■ WHAT THE TASK REQUIRES
Quote verbatim the span of lines that begins the listing below and closes with the line containing "box: [519, 393, 803, 667]".

■ THE RECORDS

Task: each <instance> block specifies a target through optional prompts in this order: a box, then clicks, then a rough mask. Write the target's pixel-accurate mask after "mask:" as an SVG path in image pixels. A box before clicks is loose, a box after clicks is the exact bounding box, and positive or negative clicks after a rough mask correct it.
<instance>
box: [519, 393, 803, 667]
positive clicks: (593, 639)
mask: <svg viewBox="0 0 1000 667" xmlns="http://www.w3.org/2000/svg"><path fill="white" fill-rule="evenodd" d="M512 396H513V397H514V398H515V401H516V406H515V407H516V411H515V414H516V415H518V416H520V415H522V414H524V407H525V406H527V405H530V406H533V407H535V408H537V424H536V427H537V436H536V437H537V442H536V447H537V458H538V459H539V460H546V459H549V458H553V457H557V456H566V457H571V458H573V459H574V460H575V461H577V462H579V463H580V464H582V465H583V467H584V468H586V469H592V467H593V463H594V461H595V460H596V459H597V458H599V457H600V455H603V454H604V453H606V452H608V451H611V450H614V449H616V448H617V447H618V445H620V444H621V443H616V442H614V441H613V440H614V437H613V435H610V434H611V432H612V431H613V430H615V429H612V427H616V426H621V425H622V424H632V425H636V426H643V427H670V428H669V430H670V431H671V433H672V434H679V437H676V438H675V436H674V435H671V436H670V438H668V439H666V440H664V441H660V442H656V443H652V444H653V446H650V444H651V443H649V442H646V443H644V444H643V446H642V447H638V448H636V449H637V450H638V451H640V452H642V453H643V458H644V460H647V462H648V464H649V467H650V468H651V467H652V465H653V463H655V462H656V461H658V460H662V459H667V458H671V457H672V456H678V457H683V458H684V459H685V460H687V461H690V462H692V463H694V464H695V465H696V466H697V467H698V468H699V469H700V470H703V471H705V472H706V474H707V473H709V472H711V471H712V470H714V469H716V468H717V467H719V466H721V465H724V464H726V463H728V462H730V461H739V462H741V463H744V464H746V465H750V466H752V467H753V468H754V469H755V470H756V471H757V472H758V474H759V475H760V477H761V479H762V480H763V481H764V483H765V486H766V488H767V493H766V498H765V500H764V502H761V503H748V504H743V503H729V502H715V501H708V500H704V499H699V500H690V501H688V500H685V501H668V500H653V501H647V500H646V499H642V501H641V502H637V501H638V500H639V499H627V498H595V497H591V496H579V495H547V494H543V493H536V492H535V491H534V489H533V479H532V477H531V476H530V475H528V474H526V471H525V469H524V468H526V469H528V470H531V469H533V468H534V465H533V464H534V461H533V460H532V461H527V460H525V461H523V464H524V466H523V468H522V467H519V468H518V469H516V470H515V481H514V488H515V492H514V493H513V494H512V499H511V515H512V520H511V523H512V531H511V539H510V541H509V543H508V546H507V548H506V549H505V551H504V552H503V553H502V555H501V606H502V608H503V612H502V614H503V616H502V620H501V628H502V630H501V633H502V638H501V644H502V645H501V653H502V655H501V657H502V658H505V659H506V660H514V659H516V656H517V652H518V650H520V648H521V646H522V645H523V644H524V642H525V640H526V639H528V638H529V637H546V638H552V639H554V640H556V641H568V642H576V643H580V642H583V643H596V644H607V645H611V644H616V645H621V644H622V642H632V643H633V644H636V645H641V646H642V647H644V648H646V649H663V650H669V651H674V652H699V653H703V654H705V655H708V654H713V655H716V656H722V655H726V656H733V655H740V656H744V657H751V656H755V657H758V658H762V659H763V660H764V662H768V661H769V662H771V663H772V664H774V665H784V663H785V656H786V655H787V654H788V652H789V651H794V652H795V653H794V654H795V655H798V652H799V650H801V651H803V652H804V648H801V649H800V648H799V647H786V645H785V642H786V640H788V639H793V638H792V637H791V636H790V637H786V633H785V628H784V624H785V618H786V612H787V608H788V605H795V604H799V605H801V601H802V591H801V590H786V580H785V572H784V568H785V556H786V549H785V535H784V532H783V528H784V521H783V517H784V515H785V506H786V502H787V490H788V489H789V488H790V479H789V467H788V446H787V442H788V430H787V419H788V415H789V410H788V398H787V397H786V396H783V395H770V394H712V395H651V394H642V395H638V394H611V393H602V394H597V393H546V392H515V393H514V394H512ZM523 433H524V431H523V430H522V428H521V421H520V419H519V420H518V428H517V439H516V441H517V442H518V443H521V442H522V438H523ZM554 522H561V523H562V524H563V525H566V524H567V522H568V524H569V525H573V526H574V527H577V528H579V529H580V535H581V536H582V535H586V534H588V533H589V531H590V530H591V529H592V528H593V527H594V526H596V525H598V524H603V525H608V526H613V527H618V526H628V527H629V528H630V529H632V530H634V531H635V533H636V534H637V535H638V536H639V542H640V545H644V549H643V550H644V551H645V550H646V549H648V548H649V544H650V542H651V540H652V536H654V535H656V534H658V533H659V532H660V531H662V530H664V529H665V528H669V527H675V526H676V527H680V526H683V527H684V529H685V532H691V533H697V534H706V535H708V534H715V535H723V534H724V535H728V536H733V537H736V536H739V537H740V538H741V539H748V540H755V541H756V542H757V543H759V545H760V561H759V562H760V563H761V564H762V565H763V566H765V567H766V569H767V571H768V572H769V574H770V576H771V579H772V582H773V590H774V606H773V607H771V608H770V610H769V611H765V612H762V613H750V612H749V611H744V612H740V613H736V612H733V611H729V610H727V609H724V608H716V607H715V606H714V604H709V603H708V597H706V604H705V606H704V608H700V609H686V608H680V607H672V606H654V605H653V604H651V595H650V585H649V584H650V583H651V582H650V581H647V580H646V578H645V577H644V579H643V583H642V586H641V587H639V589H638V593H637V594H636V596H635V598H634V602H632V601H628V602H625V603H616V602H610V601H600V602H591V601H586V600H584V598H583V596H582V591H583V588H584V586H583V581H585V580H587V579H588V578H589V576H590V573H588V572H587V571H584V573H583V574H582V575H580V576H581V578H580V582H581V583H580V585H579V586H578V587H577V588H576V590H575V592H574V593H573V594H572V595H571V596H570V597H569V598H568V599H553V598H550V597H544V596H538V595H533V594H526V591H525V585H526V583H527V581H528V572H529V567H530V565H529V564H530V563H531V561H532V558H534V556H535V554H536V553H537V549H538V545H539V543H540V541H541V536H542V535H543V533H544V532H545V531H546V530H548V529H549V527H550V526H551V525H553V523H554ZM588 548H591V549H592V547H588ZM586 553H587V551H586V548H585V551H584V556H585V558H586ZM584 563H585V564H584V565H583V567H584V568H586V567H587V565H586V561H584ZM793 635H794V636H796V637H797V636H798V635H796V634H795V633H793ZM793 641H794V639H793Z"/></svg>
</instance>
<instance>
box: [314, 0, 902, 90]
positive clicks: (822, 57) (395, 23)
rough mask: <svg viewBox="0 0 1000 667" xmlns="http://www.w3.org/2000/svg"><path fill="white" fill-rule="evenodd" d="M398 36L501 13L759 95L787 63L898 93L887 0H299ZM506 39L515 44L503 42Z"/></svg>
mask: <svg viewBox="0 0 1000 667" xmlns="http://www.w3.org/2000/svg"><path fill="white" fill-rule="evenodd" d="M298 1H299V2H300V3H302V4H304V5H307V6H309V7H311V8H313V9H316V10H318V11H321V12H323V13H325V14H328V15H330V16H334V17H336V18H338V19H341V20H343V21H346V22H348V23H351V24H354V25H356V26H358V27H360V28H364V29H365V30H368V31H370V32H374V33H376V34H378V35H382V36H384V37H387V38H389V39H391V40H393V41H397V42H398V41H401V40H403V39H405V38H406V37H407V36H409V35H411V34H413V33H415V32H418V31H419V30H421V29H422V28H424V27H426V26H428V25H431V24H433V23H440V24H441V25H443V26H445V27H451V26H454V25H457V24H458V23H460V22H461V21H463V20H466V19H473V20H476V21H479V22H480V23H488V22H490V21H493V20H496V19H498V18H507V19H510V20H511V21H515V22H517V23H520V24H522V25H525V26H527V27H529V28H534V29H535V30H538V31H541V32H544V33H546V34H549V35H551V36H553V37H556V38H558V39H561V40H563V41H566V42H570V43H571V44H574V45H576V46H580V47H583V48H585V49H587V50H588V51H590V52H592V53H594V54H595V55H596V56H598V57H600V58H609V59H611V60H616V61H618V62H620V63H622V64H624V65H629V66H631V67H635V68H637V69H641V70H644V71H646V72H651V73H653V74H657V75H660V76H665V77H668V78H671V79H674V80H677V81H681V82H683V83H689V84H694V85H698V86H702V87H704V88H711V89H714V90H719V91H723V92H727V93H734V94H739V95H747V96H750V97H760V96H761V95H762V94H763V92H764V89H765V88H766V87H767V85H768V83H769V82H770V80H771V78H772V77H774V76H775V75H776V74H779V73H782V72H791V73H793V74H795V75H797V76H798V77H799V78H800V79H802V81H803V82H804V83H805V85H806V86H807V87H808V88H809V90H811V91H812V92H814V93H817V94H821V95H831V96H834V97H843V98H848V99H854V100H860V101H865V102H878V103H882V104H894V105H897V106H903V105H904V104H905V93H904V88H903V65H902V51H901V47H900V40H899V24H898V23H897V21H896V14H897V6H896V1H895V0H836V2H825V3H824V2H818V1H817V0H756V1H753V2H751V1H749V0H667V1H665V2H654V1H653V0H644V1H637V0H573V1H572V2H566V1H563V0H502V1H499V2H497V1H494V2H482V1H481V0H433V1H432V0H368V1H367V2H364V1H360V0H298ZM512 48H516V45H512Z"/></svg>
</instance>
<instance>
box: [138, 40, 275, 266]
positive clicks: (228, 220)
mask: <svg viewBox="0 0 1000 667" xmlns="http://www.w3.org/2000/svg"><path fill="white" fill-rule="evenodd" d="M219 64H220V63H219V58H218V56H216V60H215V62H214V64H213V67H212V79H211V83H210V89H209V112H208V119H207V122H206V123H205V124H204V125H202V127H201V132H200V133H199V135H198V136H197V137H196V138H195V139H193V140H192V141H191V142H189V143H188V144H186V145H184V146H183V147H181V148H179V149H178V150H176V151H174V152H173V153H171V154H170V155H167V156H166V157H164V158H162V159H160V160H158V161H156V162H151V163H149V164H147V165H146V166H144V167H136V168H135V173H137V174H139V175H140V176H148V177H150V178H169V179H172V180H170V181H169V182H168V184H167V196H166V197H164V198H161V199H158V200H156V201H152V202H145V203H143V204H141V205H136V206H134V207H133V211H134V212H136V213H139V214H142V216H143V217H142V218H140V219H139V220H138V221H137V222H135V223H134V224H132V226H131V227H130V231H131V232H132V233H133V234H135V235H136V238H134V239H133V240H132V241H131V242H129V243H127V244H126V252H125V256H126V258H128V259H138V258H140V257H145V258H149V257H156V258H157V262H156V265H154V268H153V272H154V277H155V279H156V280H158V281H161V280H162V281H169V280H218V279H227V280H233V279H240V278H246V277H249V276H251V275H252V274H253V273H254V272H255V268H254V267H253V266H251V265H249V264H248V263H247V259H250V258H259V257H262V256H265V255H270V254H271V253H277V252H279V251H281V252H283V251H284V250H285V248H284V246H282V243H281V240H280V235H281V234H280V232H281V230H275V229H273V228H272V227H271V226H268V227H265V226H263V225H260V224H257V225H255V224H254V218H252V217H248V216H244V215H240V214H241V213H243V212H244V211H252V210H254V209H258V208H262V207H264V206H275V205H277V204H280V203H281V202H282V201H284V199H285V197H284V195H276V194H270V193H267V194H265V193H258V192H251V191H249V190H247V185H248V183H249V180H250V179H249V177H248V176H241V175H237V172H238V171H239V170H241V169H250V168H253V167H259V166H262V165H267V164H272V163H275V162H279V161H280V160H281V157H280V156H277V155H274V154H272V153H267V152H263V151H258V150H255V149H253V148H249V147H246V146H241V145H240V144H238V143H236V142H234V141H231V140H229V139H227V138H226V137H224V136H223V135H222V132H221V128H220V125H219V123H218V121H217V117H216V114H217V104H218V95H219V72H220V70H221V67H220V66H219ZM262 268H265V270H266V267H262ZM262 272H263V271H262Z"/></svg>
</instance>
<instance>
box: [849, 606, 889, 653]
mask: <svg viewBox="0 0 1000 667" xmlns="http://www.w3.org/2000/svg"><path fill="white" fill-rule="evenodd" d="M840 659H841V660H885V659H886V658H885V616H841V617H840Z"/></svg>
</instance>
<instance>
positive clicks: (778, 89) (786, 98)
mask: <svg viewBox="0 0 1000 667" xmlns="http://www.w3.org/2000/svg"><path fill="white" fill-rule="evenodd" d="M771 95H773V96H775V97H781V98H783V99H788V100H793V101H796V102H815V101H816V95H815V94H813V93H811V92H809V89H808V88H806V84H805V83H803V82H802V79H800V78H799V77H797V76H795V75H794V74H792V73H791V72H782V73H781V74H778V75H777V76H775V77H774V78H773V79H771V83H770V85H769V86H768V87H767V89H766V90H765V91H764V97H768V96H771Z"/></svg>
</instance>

■ EXERCISE OUTPUT
Task: each <instance> block specifies a target through optional prompts in this order: a box, then clicks, then a rough mask. Write the target's pixel-accurate mask after "mask:" as an SVG path in image pixels. A box before clicks is loose, a box after clicks is the exact bounding box, and positive or negative clicks after a rough mask correct it.
<instance>
box: [519, 393, 803, 667]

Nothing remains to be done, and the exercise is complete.